Start of TEXT BLOCK

And this literary research analysis by Zuhl & Kravitz (2012) reports on the host of benefits HIIT and shorter-duration anaerobic exercise (like weight lifting) provides, compared to straight up cardio.

So if you’re up for a new challenge: Break up with your running shoes (at least the ones that make you run because you HAVE TO, or instill FEAR in you that, if you don’t run your usual 5-mile loop today, then bad things will happen). 

What could this change actually look like–doing something new (and arguably better) than running on that hamster wheel?

A few steps to begin to move into action…

 

  1. First, decide on your goals (training, health and quality of life–how is your chronic cardio impacting your quality of life, if at all?). Write these goals down.
  2. Determine your schedule or timeline for accomplishing these goals (Pick a date, a time frame. Make them real).

End of TEXT BLOCK

## EXERCISE REQUIREMENTS:
Carry on the piece about trading chronic cardio for HIIT and weight lifting, starting right after its second numbered step. You can ignore the saved entries.

Start of EXCERPTED RECORDS

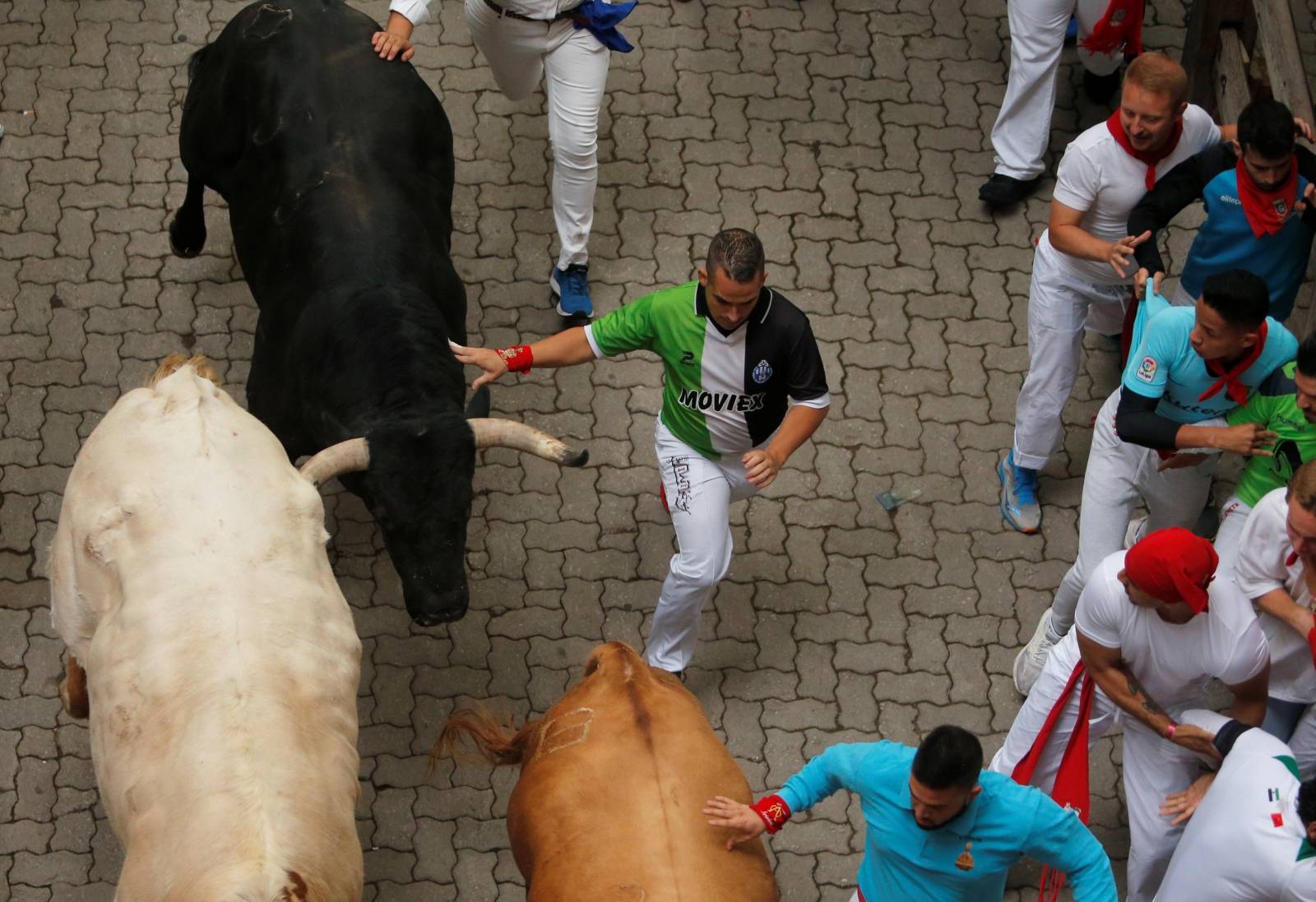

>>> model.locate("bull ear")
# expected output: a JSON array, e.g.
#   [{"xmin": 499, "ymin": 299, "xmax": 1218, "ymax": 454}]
[{"xmin": 466, "ymin": 386, "xmax": 492, "ymax": 419}]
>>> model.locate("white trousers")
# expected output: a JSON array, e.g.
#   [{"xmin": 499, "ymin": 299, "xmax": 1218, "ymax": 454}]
[
  {"xmin": 1015, "ymin": 239, "xmax": 1129, "ymax": 470},
  {"xmin": 1050, "ymin": 389, "xmax": 1219, "ymax": 636},
  {"xmin": 991, "ymin": 0, "xmax": 1124, "ymax": 178},
  {"xmin": 645, "ymin": 419, "xmax": 758, "ymax": 672},
  {"xmin": 1212, "ymin": 494, "xmax": 1252, "ymax": 580},
  {"xmin": 989, "ymin": 664, "xmax": 1200, "ymax": 902},
  {"xmin": 466, "ymin": 0, "xmax": 610, "ymax": 268}
]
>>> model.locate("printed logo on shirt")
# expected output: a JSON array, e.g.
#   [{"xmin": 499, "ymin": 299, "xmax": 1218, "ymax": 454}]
[
  {"xmin": 676, "ymin": 388, "xmax": 767, "ymax": 413},
  {"xmin": 1136, "ymin": 356, "xmax": 1156, "ymax": 382}
]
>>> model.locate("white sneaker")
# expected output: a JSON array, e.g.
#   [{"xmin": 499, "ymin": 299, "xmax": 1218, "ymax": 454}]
[
  {"xmin": 1015, "ymin": 608, "xmax": 1051, "ymax": 696},
  {"xmin": 1124, "ymin": 516, "xmax": 1147, "ymax": 551}
]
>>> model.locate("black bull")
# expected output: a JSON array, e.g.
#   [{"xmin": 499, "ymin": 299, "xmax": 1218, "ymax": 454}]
[{"xmin": 169, "ymin": 0, "xmax": 583, "ymax": 626}]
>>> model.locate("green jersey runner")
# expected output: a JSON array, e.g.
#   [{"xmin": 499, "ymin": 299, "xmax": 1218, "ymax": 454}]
[
  {"xmin": 1226, "ymin": 360, "xmax": 1316, "ymax": 507},
  {"xmin": 586, "ymin": 281, "xmax": 831, "ymax": 460}
]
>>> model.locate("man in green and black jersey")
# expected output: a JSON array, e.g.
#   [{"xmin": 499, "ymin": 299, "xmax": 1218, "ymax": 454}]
[{"xmin": 454, "ymin": 229, "xmax": 829, "ymax": 673}]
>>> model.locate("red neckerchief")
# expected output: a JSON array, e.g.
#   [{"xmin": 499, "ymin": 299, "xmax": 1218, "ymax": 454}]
[
  {"xmin": 1009, "ymin": 661, "xmax": 1096, "ymax": 902},
  {"xmin": 1105, "ymin": 111, "xmax": 1183, "ymax": 191},
  {"xmin": 1198, "ymin": 320, "xmax": 1266, "ymax": 404},
  {"xmin": 1235, "ymin": 154, "xmax": 1298, "ymax": 238},
  {"xmin": 1081, "ymin": 0, "xmax": 1142, "ymax": 57}
]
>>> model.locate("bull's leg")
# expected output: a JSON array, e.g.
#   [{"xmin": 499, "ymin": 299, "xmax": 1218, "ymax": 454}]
[
  {"xmin": 59, "ymin": 655, "xmax": 90, "ymax": 720},
  {"xmin": 169, "ymin": 173, "xmax": 206, "ymax": 257}
]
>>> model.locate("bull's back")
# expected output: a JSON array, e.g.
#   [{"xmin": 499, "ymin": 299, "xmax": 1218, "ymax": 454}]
[{"xmin": 508, "ymin": 678, "xmax": 778, "ymax": 902}]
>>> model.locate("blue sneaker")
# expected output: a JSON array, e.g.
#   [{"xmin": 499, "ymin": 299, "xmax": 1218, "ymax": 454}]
[
  {"xmin": 996, "ymin": 450, "xmax": 1042, "ymax": 533},
  {"xmin": 549, "ymin": 263, "xmax": 594, "ymax": 320}
]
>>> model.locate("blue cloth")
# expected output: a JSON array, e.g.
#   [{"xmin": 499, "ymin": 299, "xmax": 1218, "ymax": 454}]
[
  {"xmin": 570, "ymin": 0, "xmax": 638, "ymax": 53},
  {"xmin": 1179, "ymin": 169, "xmax": 1316, "ymax": 321},
  {"xmin": 781, "ymin": 742, "xmax": 1116, "ymax": 902},
  {"xmin": 1121, "ymin": 304, "xmax": 1298, "ymax": 423}
]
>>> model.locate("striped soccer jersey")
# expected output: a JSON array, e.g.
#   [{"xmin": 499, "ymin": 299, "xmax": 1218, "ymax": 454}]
[{"xmin": 586, "ymin": 281, "xmax": 829, "ymax": 460}]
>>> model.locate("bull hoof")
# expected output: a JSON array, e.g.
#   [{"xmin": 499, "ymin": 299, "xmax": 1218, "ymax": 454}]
[
  {"xmin": 59, "ymin": 655, "xmax": 90, "ymax": 720},
  {"xmin": 169, "ymin": 215, "xmax": 206, "ymax": 257}
]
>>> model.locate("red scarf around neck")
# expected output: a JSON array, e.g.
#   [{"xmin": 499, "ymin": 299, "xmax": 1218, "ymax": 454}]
[
  {"xmin": 1105, "ymin": 109, "xmax": 1183, "ymax": 191},
  {"xmin": 1198, "ymin": 320, "xmax": 1266, "ymax": 404},
  {"xmin": 1235, "ymin": 154, "xmax": 1298, "ymax": 238},
  {"xmin": 1081, "ymin": 0, "xmax": 1142, "ymax": 57}
]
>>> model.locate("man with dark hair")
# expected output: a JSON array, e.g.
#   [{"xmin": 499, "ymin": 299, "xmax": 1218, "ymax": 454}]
[
  {"xmin": 1129, "ymin": 100, "xmax": 1316, "ymax": 321},
  {"xmin": 989, "ymin": 529, "xmax": 1270, "ymax": 902},
  {"xmin": 1216, "ymin": 334, "xmax": 1316, "ymax": 584},
  {"xmin": 704, "ymin": 724, "xmax": 1116, "ymax": 902},
  {"xmin": 454, "ymin": 229, "xmax": 831, "ymax": 673},
  {"xmin": 1156, "ymin": 710, "xmax": 1316, "ymax": 902},
  {"xmin": 1015, "ymin": 270, "xmax": 1298, "ymax": 694}
]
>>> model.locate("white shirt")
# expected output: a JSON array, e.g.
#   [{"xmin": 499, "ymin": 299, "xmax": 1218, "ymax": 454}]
[
  {"xmin": 1041, "ymin": 104, "xmax": 1220, "ymax": 285},
  {"xmin": 1156, "ymin": 729, "xmax": 1316, "ymax": 902},
  {"xmin": 1051, "ymin": 551, "xmax": 1267, "ymax": 711},
  {"xmin": 388, "ymin": 0, "xmax": 582, "ymax": 25},
  {"xmin": 1235, "ymin": 488, "xmax": 1316, "ymax": 705}
]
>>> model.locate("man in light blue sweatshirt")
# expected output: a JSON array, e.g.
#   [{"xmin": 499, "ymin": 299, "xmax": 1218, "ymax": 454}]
[{"xmin": 704, "ymin": 726, "xmax": 1116, "ymax": 902}]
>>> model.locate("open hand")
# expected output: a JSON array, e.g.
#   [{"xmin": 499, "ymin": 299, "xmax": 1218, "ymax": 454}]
[
  {"xmin": 449, "ymin": 342, "xmax": 507, "ymax": 389},
  {"xmin": 1105, "ymin": 230, "xmax": 1152, "ymax": 279},
  {"xmin": 370, "ymin": 31, "xmax": 416, "ymax": 63},
  {"xmin": 704, "ymin": 795, "xmax": 767, "ymax": 852},
  {"xmin": 1161, "ymin": 767, "xmax": 1216, "ymax": 827}
]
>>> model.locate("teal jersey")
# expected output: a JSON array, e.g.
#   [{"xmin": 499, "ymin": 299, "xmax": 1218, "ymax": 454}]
[
  {"xmin": 1226, "ymin": 360, "xmax": 1316, "ymax": 507},
  {"xmin": 586, "ymin": 281, "xmax": 829, "ymax": 460}
]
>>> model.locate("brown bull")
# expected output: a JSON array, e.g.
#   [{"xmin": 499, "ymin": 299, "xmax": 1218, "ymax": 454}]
[{"xmin": 434, "ymin": 641, "xmax": 778, "ymax": 902}]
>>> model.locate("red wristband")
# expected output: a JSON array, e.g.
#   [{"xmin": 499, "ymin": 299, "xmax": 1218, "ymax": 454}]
[
  {"xmin": 495, "ymin": 345, "xmax": 535, "ymax": 373},
  {"xmin": 750, "ymin": 795, "xmax": 791, "ymax": 834}
]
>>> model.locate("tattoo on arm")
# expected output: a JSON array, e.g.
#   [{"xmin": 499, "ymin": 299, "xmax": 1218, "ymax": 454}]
[{"xmin": 1120, "ymin": 660, "xmax": 1170, "ymax": 718}]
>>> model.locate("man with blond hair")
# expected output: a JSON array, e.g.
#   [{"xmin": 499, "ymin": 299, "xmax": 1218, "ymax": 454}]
[{"xmin": 998, "ymin": 53, "xmax": 1235, "ymax": 533}]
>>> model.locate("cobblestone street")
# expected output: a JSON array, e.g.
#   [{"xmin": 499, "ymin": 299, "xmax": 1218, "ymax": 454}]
[{"xmin": 0, "ymin": 0, "xmax": 1316, "ymax": 902}]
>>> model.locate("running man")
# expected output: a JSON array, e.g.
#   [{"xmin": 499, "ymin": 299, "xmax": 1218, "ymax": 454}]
[
  {"xmin": 1015, "ymin": 270, "xmax": 1298, "ymax": 694},
  {"xmin": 1156, "ymin": 710, "xmax": 1316, "ymax": 902},
  {"xmin": 704, "ymin": 726, "xmax": 1116, "ymax": 902},
  {"xmin": 456, "ymin": 229, "xmax": 831, "ymax": 674},
  {"xmin": 1129, "ymin": 100, "xmax": 1316, "ymax": 321},
  {"xmin": 991, "ymin": 529, "xmax": 1270, "ymax": 902},
  {"xmin": 1235, "ymin": 463, "xmax": 1316, "ymax": 779},
  {"xmin": 371, "ymin": 0, "xmax": 634, "ymax": 318},
  {"xmin": 998, "ymin": 53, "xmax": 1235, "ymax": 533}
]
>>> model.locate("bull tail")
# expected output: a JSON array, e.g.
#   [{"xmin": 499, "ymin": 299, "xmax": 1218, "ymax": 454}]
[
  {"xmin": 429, "ymin": 705, "xmax": 540, "ymax": 768},
  {"xmin": 146, "ymin": 354, "xmax": 224, "ymax": 388}
]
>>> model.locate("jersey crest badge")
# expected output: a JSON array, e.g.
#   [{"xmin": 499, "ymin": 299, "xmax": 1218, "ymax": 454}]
[{"xmin": 1136, "ymin": 356, "xmax": 1156, "ymax": 382}]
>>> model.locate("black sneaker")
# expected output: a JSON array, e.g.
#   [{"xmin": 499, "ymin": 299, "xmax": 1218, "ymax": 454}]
[
  {"xmin": 978, "ymin": 172, "xmax": 1042, "ymax": 208},
  {"xmin": 1083, "ymin": 70, "xmax": 1120, "ymax": 105}
]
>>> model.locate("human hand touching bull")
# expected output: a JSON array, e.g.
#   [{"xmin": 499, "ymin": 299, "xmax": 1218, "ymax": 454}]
[{"xmin": 704, "ymin": 795, "xmax": 767, "ymax": 852}]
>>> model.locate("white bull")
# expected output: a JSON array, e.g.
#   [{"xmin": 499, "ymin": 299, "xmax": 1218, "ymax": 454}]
[{"xmin": 50, "ymin": 358, "xmax": 362, "ymax": 902}]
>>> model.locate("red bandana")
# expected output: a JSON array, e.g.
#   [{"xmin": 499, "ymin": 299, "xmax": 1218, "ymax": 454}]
[
  {"xmin": 1198, "ymin": 320, "xmax": 1266, "ymax": 404},
  {"xmin": 1235, "ymin": 154, "xmax": 1298, "ymax": 238},
  {"xmin": 1124, "ymin": 526, "xmax": 1220, "ymax": 614},
  {"xmin": 1105, "ymin": 111, "xmax": 1183, "ymax": 191},
  {"xmin": 1082, "ymin": 0, "xmax": 1142, "ymax": 57}
]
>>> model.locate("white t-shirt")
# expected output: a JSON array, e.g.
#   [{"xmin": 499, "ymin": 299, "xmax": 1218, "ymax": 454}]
[
  {"xmin": 1041, "ymin": 104, "xmax": 1220, "ymax": 285},
  {"xmin": 1051, "ymin": 551, "xmax": 1267, "ymax": 711},
  {"xmin": 1235, "ymin": 488, "xmax": 1316, "ymax": 705},
  {"xmin": 1156, "ymin": 729, "xmax": 1316, "ymax": 902},
  {"xmin": 388, "ymin": 0, "xmax": 579, "ymax": 24}
]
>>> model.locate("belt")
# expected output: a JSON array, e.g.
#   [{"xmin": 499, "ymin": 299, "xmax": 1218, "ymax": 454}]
[{"xmin": 484, "ymin": 0, "xmax": 577, "ymax": 25}]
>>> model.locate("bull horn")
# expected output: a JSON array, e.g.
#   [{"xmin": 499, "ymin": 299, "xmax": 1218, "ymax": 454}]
[
  {"xmin": 466, "ymin": 417, "xmax": 590, "ymax": 467},
  {"xmin": 298, "ymin": 438, "xmax": 370, "ymax": 485}
]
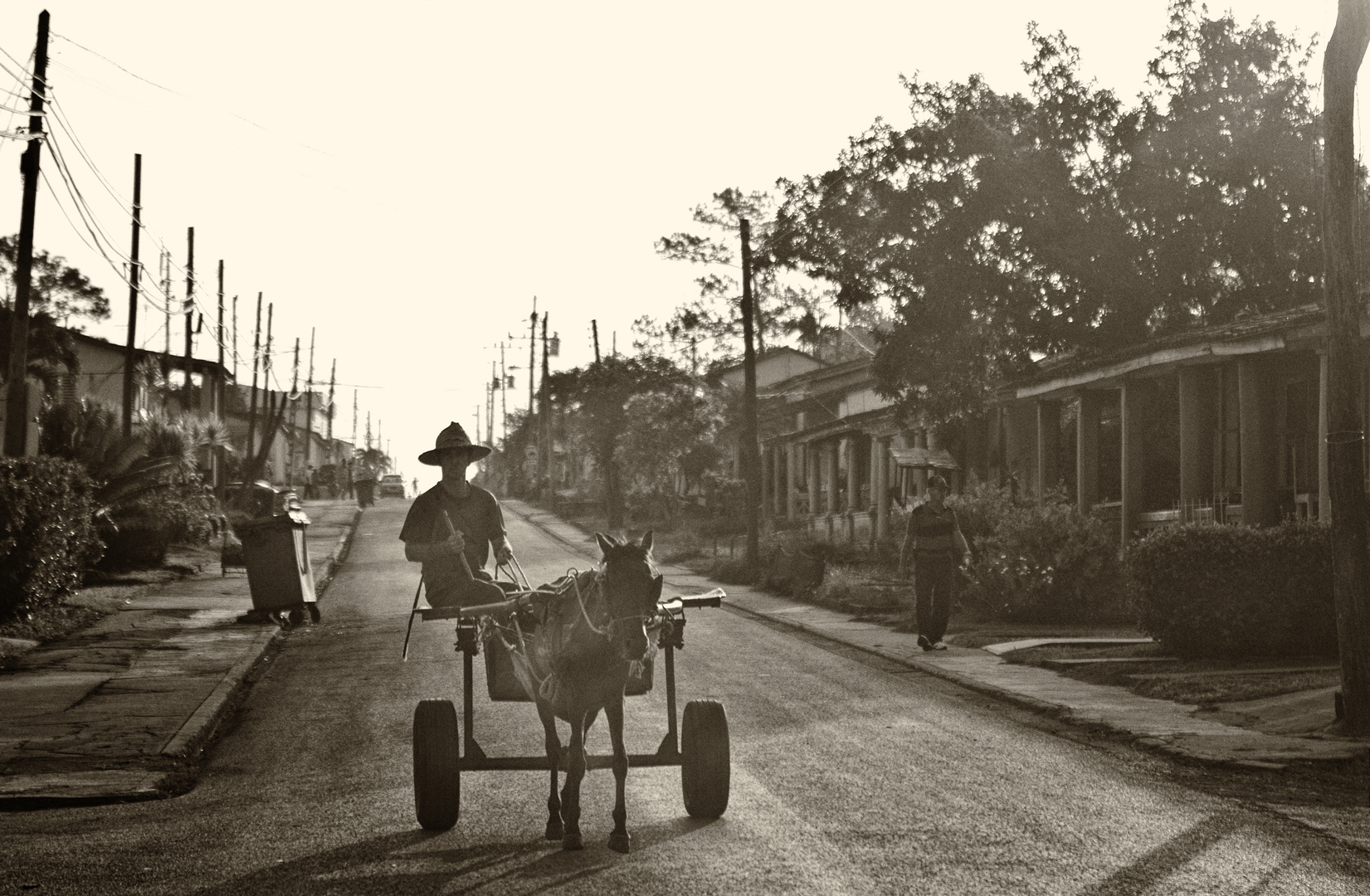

End of EXCERPTED RECORDS

## WRITTEN ANSWER:
  3. Set aside the ‘cardio’ workouts: “What?! I have been going two hours a day! If I take it all out, I will get fat…or lazy…or go crazy!”, you say. Then so be it. You must let your body reset. (YES, it’s going to be hard at first…you are changing a habit. Remind yourself, this is a step towards greatness).
  4. Start afresh: Replace the former cardio-laden workouts with a solid weight training routine at least 3-5 days per week, followed by some HIIT conditioning on 2-3 of those days. Not sure HOW to navigate the weight room?! No problem! Consider hiring a coach or working with a trainer–for at least a few sessions to get you started. YouTube obviously is a great resource for learning moves and of course, there are a bazillion health and fitness sites out there, BUT an individualized approach will most benefit you!(P.S. That is what THRIVE’s THRIVE Life Program is all about–customized training plans and nutrition for your body, offered to clients all over the world. Basically after an initial skype/phone or 1:1 consult and assessment process, you will receive weekly fitness plans, explanations and descriptions for performing these exercises, a personalized complimentary nutrition plan, and monthly lifestyling sessions to touch base, talk goals, dreams, future and all the successes you are achieving! So fun!)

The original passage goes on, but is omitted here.